### Exercise description:
Output the records below as a Markdown table with the columns Row and Line. Number each row and leave out blank lines.

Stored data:

· · · · · · ·

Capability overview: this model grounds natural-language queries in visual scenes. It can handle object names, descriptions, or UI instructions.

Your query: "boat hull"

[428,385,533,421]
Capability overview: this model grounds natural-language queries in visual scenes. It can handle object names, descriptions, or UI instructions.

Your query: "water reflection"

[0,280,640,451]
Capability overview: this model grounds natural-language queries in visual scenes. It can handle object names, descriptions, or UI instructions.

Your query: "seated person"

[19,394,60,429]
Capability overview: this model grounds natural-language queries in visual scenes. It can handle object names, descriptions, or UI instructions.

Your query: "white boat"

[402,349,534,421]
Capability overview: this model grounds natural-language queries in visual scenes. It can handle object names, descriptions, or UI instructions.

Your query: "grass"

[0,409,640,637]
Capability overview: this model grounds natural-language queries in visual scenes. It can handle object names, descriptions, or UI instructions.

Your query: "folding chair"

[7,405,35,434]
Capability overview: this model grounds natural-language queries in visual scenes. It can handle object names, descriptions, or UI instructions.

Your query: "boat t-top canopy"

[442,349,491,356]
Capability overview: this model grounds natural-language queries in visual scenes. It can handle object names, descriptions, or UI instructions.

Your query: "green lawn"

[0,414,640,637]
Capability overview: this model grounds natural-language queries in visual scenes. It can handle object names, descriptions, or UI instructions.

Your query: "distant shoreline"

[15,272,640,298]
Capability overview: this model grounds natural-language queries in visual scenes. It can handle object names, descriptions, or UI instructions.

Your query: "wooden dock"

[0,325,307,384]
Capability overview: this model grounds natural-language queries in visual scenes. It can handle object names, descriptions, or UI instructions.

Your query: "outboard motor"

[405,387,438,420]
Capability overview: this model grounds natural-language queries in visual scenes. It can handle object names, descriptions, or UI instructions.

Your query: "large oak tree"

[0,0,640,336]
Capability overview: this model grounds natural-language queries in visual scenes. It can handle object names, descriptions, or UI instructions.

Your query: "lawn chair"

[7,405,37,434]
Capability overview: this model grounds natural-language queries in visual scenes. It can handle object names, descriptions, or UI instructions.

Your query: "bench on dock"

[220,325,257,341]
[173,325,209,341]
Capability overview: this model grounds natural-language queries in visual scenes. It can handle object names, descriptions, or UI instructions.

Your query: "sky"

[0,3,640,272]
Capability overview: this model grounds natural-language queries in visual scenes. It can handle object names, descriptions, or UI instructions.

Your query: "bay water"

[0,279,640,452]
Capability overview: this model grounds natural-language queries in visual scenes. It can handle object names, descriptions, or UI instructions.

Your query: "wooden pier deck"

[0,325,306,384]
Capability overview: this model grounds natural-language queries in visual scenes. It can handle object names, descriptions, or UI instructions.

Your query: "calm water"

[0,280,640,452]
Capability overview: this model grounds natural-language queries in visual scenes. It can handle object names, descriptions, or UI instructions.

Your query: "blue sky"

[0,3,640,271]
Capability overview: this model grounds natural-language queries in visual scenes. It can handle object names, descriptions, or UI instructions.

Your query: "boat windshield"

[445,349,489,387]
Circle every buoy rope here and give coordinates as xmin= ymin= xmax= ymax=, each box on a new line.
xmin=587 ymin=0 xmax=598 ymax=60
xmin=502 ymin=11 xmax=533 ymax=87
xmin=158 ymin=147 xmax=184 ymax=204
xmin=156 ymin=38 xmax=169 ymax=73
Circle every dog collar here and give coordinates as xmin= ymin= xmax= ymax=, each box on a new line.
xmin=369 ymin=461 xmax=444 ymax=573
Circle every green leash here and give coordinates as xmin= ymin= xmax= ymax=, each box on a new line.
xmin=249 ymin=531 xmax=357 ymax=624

· · · · · · ·

### Result of this task:
| Row | Line |
|---|---|
| 1 | Capability overview: this model grounds natural-language queries in visual scenes. It can handle object names, descriptions, or UI instructions. |
| 2 | Your query: "boat hull" |
| 3 | [428,385,533,421] |
| 4 | Capability overview: this model grounds natural-language queries in visual scenes. It can handle object names, descriptions, or UI instructions. |
| 5 | Your query: "water reflection" |
| 6 | [0,280,640,451] |
| 7 | Capability overview: this model grounds natural-language queries in visual scenes. It can handle object names, descriptions, or UI instructions. |
| 8 | Your query: "seated person" |
| 9 | [19,394,60,429] |
| 10 | Capability overview: this model grounds natural-language queries in visual scenes. It can handle object names, descriptions, or UI instructions. |
| 11 | Your query: "white boat" |
| 12 | [402,349,534,421] |
| 13 | Capability overview: this model grounds natural-language queries in visual scenes. It can handle object names, descriptions, or UI instructions. |
| 14 | Your query: "grass" |
| 15 | [0,409,640,637] |
| 16 | Capability overview: this model grounds natural-language queries in visual scenes. It can handle object names, descriptions, or UI instructions. |
| 17 | Your query: "folding chair" |
| 18 | [7,405,35,434] |
| 19 | Capability overview: this model grounds natural-language queries in visual scenes. It can handle object names, descriptions, or UI instructions. |
| 20 | Your query: "boat t-top canopy" |
| 21 | [442,349,491,356] |
| 22 | Capability overview: this model grounds natural-language queries in visual scenes. It can handle object names, descriptions, or UI instructions. |
| 23 | Your query: "green lawn" |
| 24 | [0,414,640,637] |
| 25 | Capability overview: this model grounds natural-language queries in visual scenes. It can handle object names, descriptions, or UI instructions. |
| 26 | Your query: "distant shoreline" |
| 27 | [15,272,640,298] |
| 28 | Capability overview: this model grounds natural-language queries in visual scenes. It can handle object names, descriptions, or UI instructions. |
| 29 | Your query: "wooden dock" |
| 30 | [0,325,307,384] |
| 31 | Capability overview: this model grounds natural-language queries in visual scenes. It can handle object names, descriptions, or UI instructions. |
| 32 | Your query: "outboard motor" |
| 33 | [405,387,438,420] |
| 34 | Capability overview: this model grounds natural-language queries in visual scenes. It can handle object names, descriptions, or UI instructions. |
| 35 | Your query: "large oak tree" |
| 36 | [0,0,640,336] |
| 37 | Capability overview: this model grounds natural-language queries in visual scenes. It can handle object names, descriptions, or UI instructions. |
| 38 | Your query: "lawn chair" |
| 39 | [7,405,37,434] |
| 40 | Capability overview: this model grounds natural-language queries in visual scenes. It can handle object names, descriptions, or UI instructions. |
| 41 | Your query: "bench on dock" |
| 42 | [220,325,257,341] |
| 43 | [173,325,209,341] |
| 44 | Capability overview: this model grounds natural-language queries in visual scenes. It can handle object names, descriptions, or UI instructions. |
| 45 | Your query: "sky" |
| 46 | [0,3,640,272] |
| 47 | Capability overview: this model grounds natural-language queries in visual scenes. It can handle object names, descriptions, or UI instructions. |
| 48 | Your query: "bay water" |
| 49 | [0,279,640,452] |
| 50 | Capability overview: this model grounds natural-language queries in visual scenes. It can handle object names, descriptions, or UI instructions. |
| 51 | Your query: "wooden pier deck" |
| 52 | [0,325,306,384] |
| 53 | Capability overview: this model grounds natural-language queries in visual scenes. It can handle object names, descriptions, or UI instructions. |
| 54 | Your query: "calm water" |
| 55 | [0,280,640,452] |
| 56 | Capability overview: this model grounds natural-language queries in visual scenes. It can handle object names, descriptions, or UI instructions. |
| 57 | Your query: "blue sky" |
| 58 | [0,3,640,271] |
| 59 | Capability overview: this model grounds natural-language queries in visual scenes. It can handle object names, descriptions, or UI instructions. |
| 60 | Your query: "boat windshield" |
| 61 | [445,349,489,387] |
| 62 | Circle every buoy rope here and give coordinates as xmin= ymin= xmax= ymax=, each box on a new line. |
| 63 | xmin=587 ymin=0 xmax=598 ymax=60 |
| 64 | xmin=502 ymin=11 xmax=533 ymax=87 |
| 65 | xmin=158 ymin=147 xmax=184 ymax=204 |
| 66 | xmin=156 ymin=38 xmax=169 ymax=73 |
| 67 | Circle every dog collar here and give coordinates as xmin= ymin= xmax= ymax=, each box on a new line. |
| 68 | xmin=369 ymin=461 xmax=444 ymax=573 |
| 69 | Circle every green leash here and give coordinates as xmin= ymin= xmax= ymax=, each box on a new line. |
| 70 | xmin=249 ymin=531 xmax=357 ymax=624 |